### TO-DO LIST
1) Based on the passage on the structure of Indonesia's Ministry of Foreign Affairs, decide whether each statement agrees with it: (a) the Deputy Minister helps coordinate the Ministry's high-level strategic activities, (b) the Bureau of Finance falls under the Secretariat General, and (c) the Deputy Minister heads the Ministry. Answer yes or no for each and quote the words from the passage that decide it.
2) Carry the passage on the structure of Indonesia's Ministry of Foreign Affairs forward from its last line, in the same format.

The Ministry is organized into the following structure:

=== Executives ===

- Minister for Foreign Affairs (Menteri Luar Negeri), who heads the Ministry; and
- Deputy Minister for Foreign Affairs (Wakil Menteri Luar Negeri), who assists the Minister in (i) formulating and implementing Indonesian foreign policy, and (ii) coordinating all high-level strategic activities of the Ministry.

=== Secretariat ===
- Secretariat General (Sekretariat Jenderal), tasked with coordinating the Ministry workflow, organizational fostering, and providing administrative support within the Ministry. The Secretariat General oversees several bureaus, as follows:
  - Office of the Minister for Foreign Affairs (Biro Dukungan Strategis Pimpinan);
  - Bureau of Administration of Ministry and Missions (Biro Administrasi Kementerian dan Perwakilan);
  - Bureau of Planning and Organization (Biro Perencanaan dan Organisasi);
  - Bureau of Human Resource (Biro Sumber Daya Manusia);
  - Bureau of Finance (Biro Keuangan);
  - Bureau of Legal Affairs (Biro Hukum); and
  - Bureau of General Affairs and Procurement (Biro Umum dan Pengadaan).

### Records in a dataset
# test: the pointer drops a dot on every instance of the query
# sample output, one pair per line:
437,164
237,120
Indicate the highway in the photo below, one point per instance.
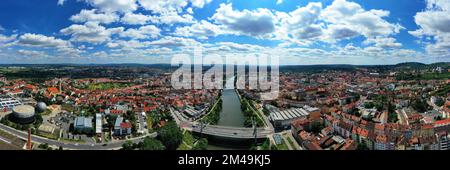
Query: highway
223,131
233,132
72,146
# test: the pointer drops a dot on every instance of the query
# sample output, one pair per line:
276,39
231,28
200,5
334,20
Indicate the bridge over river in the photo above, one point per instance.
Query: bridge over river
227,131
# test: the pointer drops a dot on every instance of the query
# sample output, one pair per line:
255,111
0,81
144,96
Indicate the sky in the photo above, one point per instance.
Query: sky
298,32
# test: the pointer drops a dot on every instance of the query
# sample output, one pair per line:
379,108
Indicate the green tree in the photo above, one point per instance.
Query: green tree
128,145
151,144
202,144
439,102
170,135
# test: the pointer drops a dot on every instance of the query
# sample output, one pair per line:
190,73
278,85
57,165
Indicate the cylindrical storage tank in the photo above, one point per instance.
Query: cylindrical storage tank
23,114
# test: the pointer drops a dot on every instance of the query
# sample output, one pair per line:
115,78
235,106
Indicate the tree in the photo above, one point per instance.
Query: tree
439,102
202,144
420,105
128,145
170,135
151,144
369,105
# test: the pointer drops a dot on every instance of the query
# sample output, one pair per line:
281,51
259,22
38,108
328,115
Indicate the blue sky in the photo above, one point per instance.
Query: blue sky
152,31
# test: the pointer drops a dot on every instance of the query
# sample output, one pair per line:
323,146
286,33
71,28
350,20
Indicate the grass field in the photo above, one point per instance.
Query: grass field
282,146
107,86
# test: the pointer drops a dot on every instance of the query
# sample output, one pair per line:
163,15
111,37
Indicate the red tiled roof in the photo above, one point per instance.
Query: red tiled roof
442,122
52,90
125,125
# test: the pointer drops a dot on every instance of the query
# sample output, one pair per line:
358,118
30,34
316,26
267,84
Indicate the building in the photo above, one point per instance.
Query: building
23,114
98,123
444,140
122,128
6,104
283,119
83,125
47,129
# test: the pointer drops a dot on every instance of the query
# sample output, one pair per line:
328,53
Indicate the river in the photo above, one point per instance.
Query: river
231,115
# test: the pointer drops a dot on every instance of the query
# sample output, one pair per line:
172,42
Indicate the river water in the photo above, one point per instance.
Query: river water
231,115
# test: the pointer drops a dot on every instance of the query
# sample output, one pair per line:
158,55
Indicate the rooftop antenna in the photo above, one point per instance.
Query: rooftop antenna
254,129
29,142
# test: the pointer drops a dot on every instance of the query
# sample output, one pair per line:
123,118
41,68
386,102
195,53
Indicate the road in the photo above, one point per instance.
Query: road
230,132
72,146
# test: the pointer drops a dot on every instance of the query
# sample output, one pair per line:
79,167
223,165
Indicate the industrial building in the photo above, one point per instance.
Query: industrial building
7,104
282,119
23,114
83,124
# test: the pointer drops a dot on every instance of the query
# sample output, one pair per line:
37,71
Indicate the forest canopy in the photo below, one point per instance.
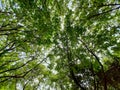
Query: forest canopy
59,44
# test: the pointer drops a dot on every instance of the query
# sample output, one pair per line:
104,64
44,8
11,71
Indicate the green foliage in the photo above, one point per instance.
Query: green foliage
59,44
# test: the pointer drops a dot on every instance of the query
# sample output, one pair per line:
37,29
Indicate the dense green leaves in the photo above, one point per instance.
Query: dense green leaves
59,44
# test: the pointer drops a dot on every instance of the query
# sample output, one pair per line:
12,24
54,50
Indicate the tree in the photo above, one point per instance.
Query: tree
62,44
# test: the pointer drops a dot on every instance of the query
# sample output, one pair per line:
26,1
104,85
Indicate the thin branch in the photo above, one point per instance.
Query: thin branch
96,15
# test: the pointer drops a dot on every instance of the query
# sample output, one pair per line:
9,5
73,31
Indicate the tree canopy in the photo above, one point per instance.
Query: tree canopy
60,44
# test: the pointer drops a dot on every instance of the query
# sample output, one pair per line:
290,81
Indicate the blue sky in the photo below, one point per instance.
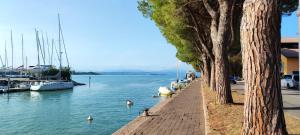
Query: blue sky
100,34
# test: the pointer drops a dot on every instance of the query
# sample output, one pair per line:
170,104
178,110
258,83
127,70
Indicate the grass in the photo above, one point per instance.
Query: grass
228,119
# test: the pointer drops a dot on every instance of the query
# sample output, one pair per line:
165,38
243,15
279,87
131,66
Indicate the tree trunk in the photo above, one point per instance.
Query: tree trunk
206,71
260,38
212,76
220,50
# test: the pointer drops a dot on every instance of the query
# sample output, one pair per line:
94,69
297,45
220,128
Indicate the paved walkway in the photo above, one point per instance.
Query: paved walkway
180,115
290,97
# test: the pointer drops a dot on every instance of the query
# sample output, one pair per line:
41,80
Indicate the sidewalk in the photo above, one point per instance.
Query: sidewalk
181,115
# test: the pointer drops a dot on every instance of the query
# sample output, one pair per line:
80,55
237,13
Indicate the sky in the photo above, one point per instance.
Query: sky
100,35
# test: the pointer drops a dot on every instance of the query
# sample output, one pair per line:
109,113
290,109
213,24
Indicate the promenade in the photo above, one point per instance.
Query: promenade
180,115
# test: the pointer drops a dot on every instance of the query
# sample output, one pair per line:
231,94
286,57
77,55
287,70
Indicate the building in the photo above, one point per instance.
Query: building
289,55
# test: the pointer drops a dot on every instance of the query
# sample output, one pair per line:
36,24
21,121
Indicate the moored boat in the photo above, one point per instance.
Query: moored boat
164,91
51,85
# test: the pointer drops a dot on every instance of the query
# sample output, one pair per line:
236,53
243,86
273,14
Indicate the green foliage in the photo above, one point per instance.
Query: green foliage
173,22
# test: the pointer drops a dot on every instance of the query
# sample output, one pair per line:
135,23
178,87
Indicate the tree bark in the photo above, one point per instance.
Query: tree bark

...

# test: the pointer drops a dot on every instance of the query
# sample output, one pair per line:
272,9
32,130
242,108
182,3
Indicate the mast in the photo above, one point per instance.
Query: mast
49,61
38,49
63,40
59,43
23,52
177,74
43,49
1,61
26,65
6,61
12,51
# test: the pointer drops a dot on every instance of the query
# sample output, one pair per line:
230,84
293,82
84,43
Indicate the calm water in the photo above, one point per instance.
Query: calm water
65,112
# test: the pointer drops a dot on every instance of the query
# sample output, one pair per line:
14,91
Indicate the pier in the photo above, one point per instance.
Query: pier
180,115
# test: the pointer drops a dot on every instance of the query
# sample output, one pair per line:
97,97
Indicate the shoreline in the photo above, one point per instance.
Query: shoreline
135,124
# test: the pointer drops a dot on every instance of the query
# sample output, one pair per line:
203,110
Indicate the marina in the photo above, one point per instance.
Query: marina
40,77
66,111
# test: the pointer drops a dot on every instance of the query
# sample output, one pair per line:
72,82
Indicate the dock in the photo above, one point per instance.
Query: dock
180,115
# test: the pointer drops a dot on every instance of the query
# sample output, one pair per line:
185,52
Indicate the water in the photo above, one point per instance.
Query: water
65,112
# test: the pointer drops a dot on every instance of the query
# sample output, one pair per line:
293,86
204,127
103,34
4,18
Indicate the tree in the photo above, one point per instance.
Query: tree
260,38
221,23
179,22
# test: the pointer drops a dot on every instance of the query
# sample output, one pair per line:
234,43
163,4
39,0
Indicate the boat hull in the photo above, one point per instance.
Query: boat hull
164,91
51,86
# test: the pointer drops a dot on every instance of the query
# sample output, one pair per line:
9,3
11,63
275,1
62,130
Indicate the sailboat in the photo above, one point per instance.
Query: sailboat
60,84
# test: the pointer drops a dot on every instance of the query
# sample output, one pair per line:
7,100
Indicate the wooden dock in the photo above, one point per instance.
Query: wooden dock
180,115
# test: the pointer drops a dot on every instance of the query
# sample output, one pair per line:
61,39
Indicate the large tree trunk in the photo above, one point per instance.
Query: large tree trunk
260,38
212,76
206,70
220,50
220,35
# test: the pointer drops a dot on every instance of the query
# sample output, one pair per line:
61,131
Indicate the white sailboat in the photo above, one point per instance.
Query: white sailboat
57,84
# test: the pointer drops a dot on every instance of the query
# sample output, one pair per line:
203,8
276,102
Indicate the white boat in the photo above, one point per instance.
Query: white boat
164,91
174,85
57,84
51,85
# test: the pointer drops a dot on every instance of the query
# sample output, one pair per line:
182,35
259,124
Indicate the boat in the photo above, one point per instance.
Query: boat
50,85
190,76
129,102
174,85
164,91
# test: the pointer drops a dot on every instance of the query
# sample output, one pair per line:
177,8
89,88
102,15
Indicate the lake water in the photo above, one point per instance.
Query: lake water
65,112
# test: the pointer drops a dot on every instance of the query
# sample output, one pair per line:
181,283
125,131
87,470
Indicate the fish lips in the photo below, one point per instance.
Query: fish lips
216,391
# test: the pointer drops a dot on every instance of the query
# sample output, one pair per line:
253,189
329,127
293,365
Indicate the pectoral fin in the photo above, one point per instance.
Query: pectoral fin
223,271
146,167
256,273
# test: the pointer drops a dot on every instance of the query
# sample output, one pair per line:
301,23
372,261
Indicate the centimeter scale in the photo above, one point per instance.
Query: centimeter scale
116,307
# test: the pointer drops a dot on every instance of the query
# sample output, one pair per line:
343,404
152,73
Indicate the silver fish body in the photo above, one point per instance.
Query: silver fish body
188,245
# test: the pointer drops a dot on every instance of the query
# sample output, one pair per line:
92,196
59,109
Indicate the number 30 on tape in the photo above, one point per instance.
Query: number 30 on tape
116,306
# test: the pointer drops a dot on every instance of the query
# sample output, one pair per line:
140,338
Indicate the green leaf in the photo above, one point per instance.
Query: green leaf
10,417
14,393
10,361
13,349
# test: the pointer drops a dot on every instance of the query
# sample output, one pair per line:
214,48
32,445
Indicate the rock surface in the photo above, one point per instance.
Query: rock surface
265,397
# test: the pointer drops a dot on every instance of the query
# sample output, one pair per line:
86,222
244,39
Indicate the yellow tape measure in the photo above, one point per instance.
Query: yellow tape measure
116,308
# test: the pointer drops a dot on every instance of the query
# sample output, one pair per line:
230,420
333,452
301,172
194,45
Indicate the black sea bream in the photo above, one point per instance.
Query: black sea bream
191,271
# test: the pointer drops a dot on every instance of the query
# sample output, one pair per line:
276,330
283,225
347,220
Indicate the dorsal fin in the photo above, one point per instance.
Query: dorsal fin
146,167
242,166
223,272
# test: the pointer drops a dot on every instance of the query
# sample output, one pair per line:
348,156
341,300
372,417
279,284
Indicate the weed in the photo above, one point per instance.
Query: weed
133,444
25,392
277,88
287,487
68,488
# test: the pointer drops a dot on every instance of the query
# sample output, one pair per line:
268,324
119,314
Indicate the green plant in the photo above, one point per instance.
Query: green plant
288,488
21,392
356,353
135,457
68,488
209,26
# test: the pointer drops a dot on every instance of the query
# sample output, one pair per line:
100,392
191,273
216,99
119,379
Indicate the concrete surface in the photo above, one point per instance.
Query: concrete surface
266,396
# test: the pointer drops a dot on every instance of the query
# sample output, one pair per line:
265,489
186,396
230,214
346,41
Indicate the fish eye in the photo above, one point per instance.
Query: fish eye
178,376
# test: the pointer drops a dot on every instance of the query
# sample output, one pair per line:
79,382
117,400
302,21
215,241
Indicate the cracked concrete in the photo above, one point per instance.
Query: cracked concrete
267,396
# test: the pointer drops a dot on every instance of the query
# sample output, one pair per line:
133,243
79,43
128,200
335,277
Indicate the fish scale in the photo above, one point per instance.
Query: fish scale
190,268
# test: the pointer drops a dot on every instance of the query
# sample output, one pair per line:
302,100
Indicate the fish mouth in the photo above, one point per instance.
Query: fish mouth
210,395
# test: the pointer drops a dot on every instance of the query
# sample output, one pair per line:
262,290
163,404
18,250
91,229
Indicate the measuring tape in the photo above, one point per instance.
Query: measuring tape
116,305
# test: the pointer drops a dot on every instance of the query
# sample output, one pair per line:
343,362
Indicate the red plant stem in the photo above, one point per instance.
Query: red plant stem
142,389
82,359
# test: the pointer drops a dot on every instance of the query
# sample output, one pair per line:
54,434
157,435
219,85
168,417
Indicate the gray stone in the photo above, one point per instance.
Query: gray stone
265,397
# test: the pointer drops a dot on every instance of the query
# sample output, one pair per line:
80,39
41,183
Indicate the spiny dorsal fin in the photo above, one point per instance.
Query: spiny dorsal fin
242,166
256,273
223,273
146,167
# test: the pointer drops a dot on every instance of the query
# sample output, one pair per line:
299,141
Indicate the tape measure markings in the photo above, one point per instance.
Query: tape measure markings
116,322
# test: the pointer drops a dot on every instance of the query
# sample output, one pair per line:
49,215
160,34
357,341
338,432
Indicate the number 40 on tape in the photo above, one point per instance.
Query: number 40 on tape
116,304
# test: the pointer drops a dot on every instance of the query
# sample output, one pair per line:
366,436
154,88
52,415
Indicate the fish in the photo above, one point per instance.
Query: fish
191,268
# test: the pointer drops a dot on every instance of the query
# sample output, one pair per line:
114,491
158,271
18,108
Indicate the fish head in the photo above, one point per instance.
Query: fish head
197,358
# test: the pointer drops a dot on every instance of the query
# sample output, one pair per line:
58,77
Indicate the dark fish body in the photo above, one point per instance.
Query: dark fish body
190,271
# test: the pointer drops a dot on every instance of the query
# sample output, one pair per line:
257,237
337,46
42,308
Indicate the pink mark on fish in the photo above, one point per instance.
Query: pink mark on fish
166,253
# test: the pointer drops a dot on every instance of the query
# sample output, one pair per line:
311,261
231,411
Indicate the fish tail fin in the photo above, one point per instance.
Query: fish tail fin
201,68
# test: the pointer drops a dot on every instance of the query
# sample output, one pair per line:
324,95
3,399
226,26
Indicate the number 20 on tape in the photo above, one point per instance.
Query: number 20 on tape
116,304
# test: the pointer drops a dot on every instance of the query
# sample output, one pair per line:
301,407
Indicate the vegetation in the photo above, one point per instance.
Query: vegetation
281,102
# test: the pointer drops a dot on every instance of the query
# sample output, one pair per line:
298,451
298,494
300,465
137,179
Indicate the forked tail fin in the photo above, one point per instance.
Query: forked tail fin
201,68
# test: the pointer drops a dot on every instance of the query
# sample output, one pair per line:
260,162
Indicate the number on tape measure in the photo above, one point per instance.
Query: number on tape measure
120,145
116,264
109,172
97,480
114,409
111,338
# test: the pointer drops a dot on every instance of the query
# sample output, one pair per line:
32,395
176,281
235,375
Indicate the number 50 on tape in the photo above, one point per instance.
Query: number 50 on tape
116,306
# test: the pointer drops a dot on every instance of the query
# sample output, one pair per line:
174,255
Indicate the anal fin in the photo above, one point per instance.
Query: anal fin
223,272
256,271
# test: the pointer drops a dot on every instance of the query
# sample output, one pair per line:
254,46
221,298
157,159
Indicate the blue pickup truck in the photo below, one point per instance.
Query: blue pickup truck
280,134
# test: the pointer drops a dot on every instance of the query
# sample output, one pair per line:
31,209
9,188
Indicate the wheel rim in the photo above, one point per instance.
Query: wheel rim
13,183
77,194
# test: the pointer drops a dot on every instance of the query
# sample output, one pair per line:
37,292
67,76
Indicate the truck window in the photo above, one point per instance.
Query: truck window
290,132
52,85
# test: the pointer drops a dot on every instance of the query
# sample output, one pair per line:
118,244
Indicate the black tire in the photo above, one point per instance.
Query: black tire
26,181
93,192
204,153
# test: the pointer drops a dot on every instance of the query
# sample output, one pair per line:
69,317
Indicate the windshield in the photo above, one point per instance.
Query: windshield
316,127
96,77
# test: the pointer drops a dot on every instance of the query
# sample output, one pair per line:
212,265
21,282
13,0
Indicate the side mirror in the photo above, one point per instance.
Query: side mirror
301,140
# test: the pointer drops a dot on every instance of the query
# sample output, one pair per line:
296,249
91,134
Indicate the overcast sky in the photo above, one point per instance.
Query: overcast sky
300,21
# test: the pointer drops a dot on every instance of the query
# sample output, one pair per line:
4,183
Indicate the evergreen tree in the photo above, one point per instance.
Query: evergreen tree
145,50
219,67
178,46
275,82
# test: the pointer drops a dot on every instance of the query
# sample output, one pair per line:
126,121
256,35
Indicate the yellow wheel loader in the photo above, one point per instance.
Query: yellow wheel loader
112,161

---

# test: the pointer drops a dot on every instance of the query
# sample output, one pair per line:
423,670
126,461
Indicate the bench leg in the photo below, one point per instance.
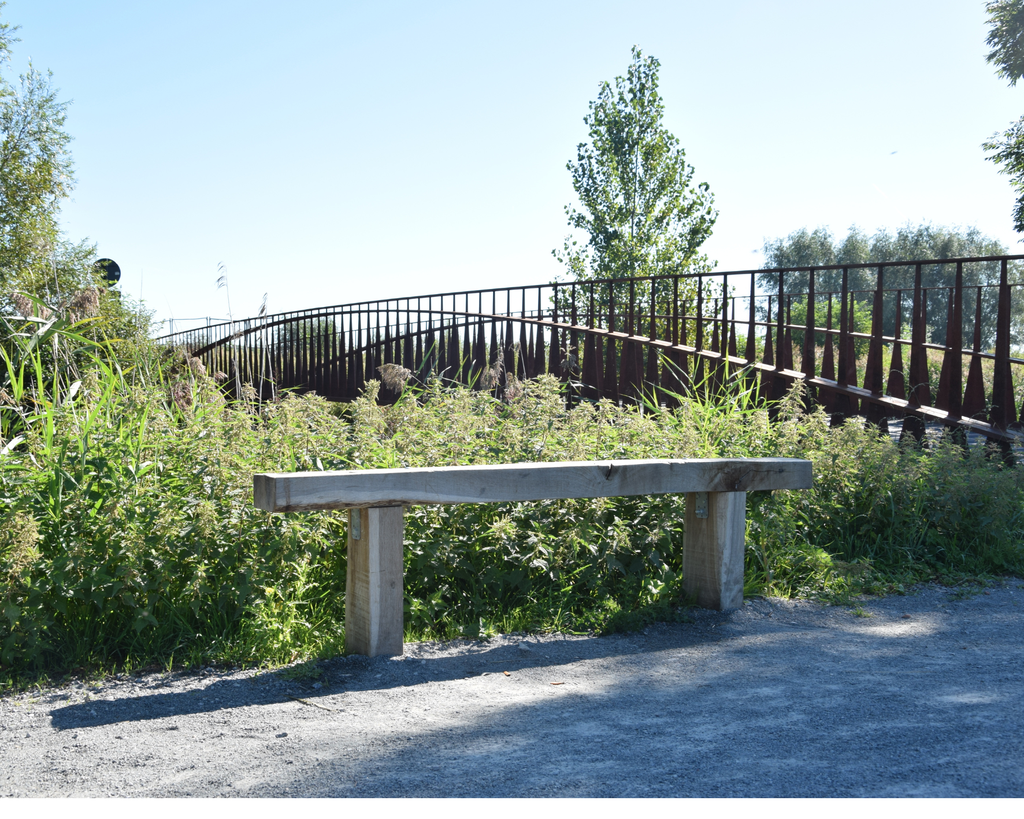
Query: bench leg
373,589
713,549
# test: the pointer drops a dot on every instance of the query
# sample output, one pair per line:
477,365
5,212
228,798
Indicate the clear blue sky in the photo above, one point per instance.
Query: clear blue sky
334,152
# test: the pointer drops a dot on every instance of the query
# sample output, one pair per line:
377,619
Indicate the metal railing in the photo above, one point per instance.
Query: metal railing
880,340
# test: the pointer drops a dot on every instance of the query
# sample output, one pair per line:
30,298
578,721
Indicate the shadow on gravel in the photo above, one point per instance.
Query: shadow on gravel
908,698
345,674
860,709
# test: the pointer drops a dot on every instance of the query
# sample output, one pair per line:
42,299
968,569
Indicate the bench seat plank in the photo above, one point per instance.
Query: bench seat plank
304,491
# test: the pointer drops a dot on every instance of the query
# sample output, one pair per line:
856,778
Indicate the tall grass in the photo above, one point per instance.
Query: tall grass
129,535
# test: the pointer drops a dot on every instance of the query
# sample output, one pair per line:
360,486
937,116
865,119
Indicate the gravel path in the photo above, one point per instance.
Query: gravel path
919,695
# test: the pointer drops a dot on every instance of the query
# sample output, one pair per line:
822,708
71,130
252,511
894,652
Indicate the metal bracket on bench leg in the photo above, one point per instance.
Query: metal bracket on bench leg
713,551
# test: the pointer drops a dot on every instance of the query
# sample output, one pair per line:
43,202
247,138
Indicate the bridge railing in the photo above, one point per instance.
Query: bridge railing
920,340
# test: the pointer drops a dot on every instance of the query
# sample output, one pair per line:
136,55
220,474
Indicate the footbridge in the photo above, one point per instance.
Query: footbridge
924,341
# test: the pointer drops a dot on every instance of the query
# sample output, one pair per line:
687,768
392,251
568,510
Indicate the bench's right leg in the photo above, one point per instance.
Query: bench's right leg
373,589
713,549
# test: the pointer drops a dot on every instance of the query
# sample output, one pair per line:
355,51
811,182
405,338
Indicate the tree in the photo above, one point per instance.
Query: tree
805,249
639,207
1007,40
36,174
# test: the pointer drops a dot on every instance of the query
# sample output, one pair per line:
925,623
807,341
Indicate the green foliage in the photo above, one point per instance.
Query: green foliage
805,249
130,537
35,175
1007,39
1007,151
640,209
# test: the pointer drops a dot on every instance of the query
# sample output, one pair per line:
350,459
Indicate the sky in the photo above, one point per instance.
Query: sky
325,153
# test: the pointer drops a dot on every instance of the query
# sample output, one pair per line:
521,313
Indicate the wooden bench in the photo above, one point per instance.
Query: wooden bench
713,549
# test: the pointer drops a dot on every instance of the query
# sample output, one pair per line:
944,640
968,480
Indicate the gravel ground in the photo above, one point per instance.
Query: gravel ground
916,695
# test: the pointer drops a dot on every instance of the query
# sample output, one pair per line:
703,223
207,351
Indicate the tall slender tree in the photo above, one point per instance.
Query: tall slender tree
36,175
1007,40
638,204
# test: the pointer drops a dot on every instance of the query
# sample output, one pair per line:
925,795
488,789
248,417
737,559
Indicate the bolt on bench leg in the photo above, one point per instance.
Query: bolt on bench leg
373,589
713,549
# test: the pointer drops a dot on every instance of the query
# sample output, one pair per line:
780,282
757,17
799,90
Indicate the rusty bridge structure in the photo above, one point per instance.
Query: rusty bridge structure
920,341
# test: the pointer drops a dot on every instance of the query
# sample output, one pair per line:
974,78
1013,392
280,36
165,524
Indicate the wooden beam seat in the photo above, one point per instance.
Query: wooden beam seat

### EXERCISE ANSWERS
1)
(a) Yes: "coordinating all high-level strategic activities of the Ministry"
(b) Yes: "The Secretariat General oversees several bureaus, as follows:" and "Bureau of Finance (Biro Keuangan);"
(c) No: "Minister for Foreign Affairs (Menteri Luar Negeri), who heads the Ministry"

2)
=== Directorates general ===
- Directorate General of Asia-Pacific and African Affairs (Direktorat Jenderal Asia Pasifik dan Afrika), tasked with formulating and implementing Indonesian foreign policy in the form of bilateral, intraregional, and interregional interests in the region of Asia-Pacific and Africa. The DG oversees several subsections, as follows:
  - DG Secretariat;
  - Directorate of Southeast Asian Affairs (Direktorat Asia Tenggara);
  - Directorate of East Asian Affairs (Direktorat Asia Timur);
  - Directorate of Pacific and Oceanian Affairs (Direktorat Pasifik dan Oseania);
  - Directorate of South and Central Asian Affairs (Direktorat Asia Selatan dan Tengah);
  - Directorate of Middle-Eastern Affairs (Direktorat Timur Tengah);
  - Directorate of African Affairs (Direktorat Afrika); and
  - Directorate of Asia-Pacific and African Intra- and Inter-regional Cooperation (Direktorat Kerja Sama Intrakawasan dan Antarkawasan Asia Pasifik dan Afrika).
- Directorate General of American and European Affairs (Direktorat Jenderal Amerika dan Eropa), tasked with formulating and implementing Indonesian foreign policy in the form of bilateral, intraregional, and interregional interests in the region of the Americas and Europe.The DG oversees several subsections, as follows:
  - DG Secretariat;
  - Directorate of American Affairs I (Direktorat Amerika I), in charge of North and Central America;
  - Directorate of American Affairs II (Direktorat Amerika II), in charge South America and the Caribbean;
  - Directorate of European Affairs I (Direktorat Eropa I), in charge of Western and Southern Europe;
  - Directorate of European Affairs II (Direktorat Eropa II), in charge of Northern, Central, and Eastern Europe; and
  - Directorate of European and American Intra- and Inter-regional Cooperation (Direktorat Kerja Sama Intrakawasan dan Antarkawasan Amerika dan Eropa).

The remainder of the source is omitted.